隠すほどの爪なら無い

自分自身の、この自我というものが消滅することへの覚悟はできた。苦しみからの開放・・・。だけど、だけどあと少しだけ、続きが見たい…!

【統合医療】分かりやすいトンデモ叩きは偽物である

「はてな」というインテリ(死語)が集うサイトがあります。

そこでは、日常的にトンデモ叩きが繰り広げられています。トンデモを叩くと称賛の嵐です。トンデモとは、「とんでもない」の略語で、「常識から考えてありえない」というような意味です。

「はてな」というサイトでは、その記事を読んで感心したり納得したりした人が「B!」というボタンを押すとブックマークできるとともに、そのカウント数が公開されるという仕組みがあります。

まあ、facebookの「イイネ!」みたいな感じのボタンです(本家は「はてな」という説もある)。

トンデモない医者とか医者まがいのことをしてカネモウケしているような香具師には私ももちろん敵意を感じます。
これを叩くことにある種の快感があることは分かりますし、それに同意して「B!」ボタンをたくさんのしてもらえたらもっと快感を味わえることも分かります。

しかし、よく眺めているとあることに気付きます。叩かれているのは、とても分かりやすいトンデモだけなのです。そりゃ、誰が見てもとんでもないと思うからこそトンデモって言うのだから、当然なのかもしれません。

でも、それってどうなの?って思います。もっと、分かりにくいトンデモを叩くべきなんじゃないのかな、と思います。特に、素人ならともかく医者を名乗るほどの方であれば、戦うべき敵はもっと高いステージにいるんじゃないのかな、と思うわけです。

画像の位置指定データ
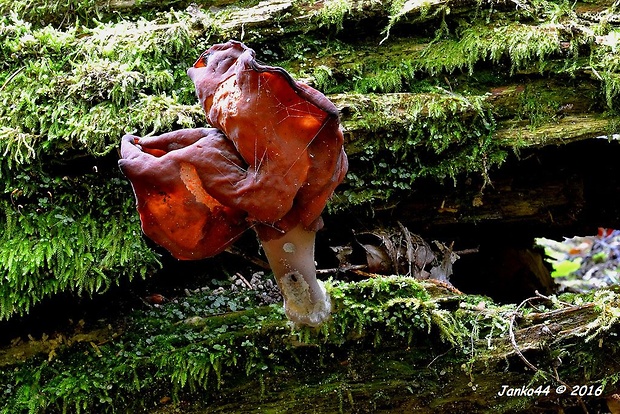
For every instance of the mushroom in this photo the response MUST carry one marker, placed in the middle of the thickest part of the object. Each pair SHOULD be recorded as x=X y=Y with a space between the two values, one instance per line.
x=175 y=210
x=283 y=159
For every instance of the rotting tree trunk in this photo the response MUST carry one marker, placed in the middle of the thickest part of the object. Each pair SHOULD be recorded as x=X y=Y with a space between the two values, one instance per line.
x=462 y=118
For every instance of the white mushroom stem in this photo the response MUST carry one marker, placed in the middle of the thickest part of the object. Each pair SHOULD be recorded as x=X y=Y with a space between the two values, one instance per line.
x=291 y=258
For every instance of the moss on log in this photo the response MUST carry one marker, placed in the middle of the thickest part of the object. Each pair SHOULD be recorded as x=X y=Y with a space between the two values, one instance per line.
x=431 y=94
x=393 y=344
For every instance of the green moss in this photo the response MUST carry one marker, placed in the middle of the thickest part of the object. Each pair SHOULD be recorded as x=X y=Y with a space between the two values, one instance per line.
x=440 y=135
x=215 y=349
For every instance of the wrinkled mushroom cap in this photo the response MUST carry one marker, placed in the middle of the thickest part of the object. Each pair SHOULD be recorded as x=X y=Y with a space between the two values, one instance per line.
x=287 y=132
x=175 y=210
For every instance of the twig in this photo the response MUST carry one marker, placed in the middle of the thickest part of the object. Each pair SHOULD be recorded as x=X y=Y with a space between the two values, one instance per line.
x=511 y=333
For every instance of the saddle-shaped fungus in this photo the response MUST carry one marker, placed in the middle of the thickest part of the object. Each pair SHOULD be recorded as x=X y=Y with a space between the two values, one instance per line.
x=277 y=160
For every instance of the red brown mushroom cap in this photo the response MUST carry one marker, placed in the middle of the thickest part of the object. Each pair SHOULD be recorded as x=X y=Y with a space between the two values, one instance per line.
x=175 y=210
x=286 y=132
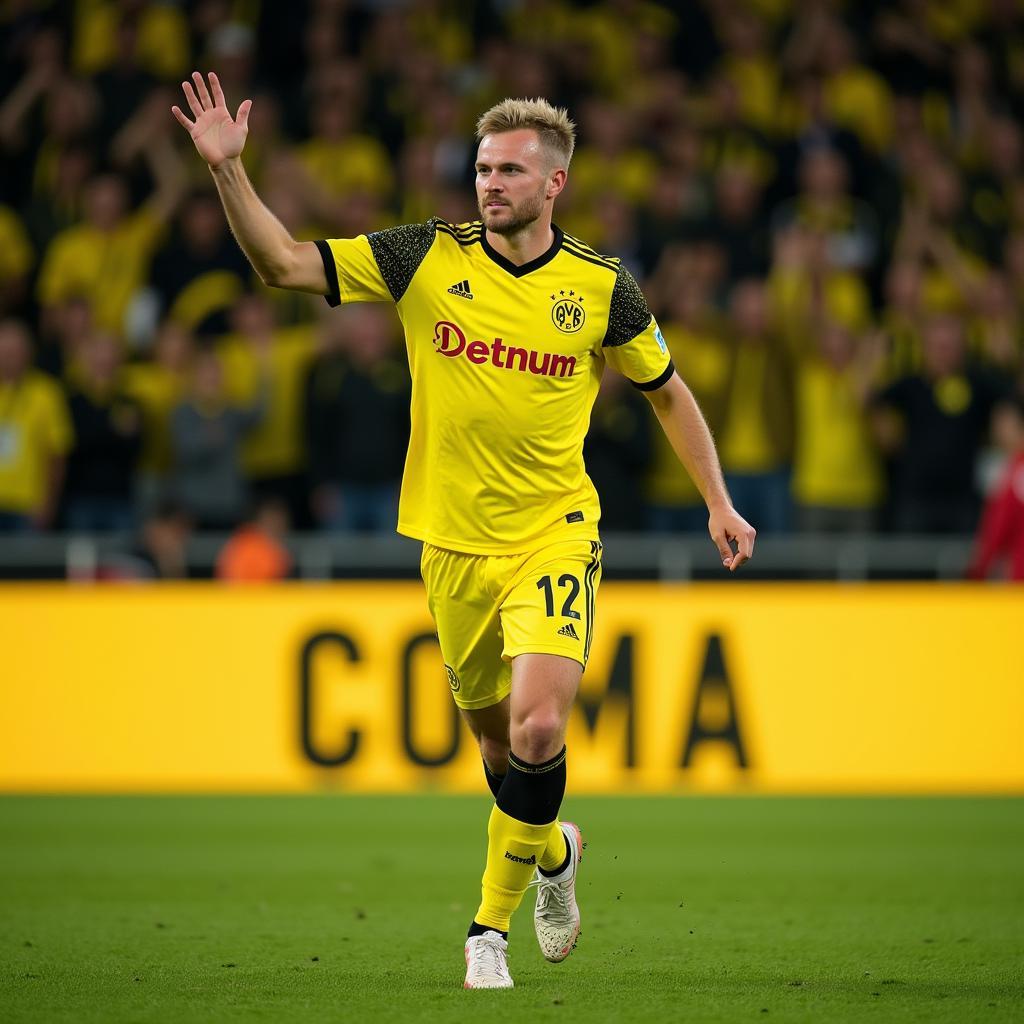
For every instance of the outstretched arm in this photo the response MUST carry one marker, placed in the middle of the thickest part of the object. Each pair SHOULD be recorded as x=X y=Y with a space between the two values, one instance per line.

やること 1
トンデモ叩きの文章で「そこでは、日常的にトンデモ叩きが」で始まる段落を、大事な内容は残したまま短くまとめてください。
やること 2
トンデモ叩きの文章のうち、「そこでは、日常的にトンデモ叩」から「れるという仕組みがあります。」までを、その両方も入れてそのまま書き写してください。
やること 3
トンデモ叩きの文章の最後の文のあとから、話を書き継いでください。
この資料は、トンデモ叩きの文章とは関係ありません。

答えの例 1
「はてな」では毎日のようにトンデモ叩きが行われていて、叩けば大いにほめられる。「トンデモ」は「とんでもない」を縮めた言葉で、「常識から考えてありえない」という意味。

答えの例 2
そこでは、日常的にトンデモ叩きが繰り広げられています。トンデモを叩くと称賛の嵐です。トンデモとは、「とんでもない」の略語で、「常識から考えてありえない」というような意味です。

「はてな」というサイトでは、その記事を読んで感心したり納得したりした人が「B!」というボタンを押すとブックマークできるとともに、そのカウント数が公開されるという仕組みがあります。

答えの例 3
いうならば、ドラクエでレベル50になってスライムを倒してばかりいるようなプレイをしているように感じるのは、私だけでしょうか。(余計分かりにくいか)

まあ、そんなの個人の勝手なんだから放っておいてと言われるとは思うのですが、かすかな希望を基にあるとても分かりにくい「トンデモ」を晒しますので、腕に自信のある方は是非叩いていただきたい。

低周波音トラブルの多くは誤解トラブル
さて、この中野環境クリニックの中野有朋さんという方は、医師ではありません(中野環境クリニックというのはコンサルタント事務所のようなもので病院でもありません)。彼は、騒音・振動の問題を扱う工学者です。したがって、医学に対する知見はありません。

低周波音による被害とデータについては、和歌山県の医師汐見文隆先生が1970年ごろからさんざん収集しまとめており、これが権威というか、これ以外に信用できるデータはありません。中野氏は、厚労省かどこかが、この「政府にとって都合の悪い」汐見医師のデータを捻じ曲げるために擁立した、まさに御用学者です。

(悪名高い、環境省の定めた「低周波音の参照値」の制定にかかわったメンバーかもしれません)。

さんざん、トンデモを叩いてきたNATROMさんあたりなら、上記のPDFの1ページ目を見た時点で「トンデモ」独特の臭いをかぎわけることでしょう。

中野氏は、「誤解の根本原因は1~100Hz が低周波音であるという誤り」と断じます。

これはまったく意味のない主張です。というのは、中野氏はこの中で以下のように主張しています。「低周波音とは周波数がおよそ20~100Hz の範囲の耳に聞こえる低音のことである。」

これだけをもって、1~100Hzの低周波音が原因である、と低周波音被害者が主張したとしているのが間違いだと言うのです。

もともと、被害者の主張は1~100Hzの「空気の振動」が被害の原因というものであります(ちなみに、最新の汐見医師のハンドブックでは「主に0.1Hz~50Hzに卓越周波数をもつ空気振動」とされている)。「耳に聞こえないから被害もない」という主張にも根拠がありません。耳に聞こえなくても空気振動である以上エネルギーは持っているのだから、何の影響もないとする方が不自然です。目に見えない紫外線や放射線は人体に影響を与えないでしょうか?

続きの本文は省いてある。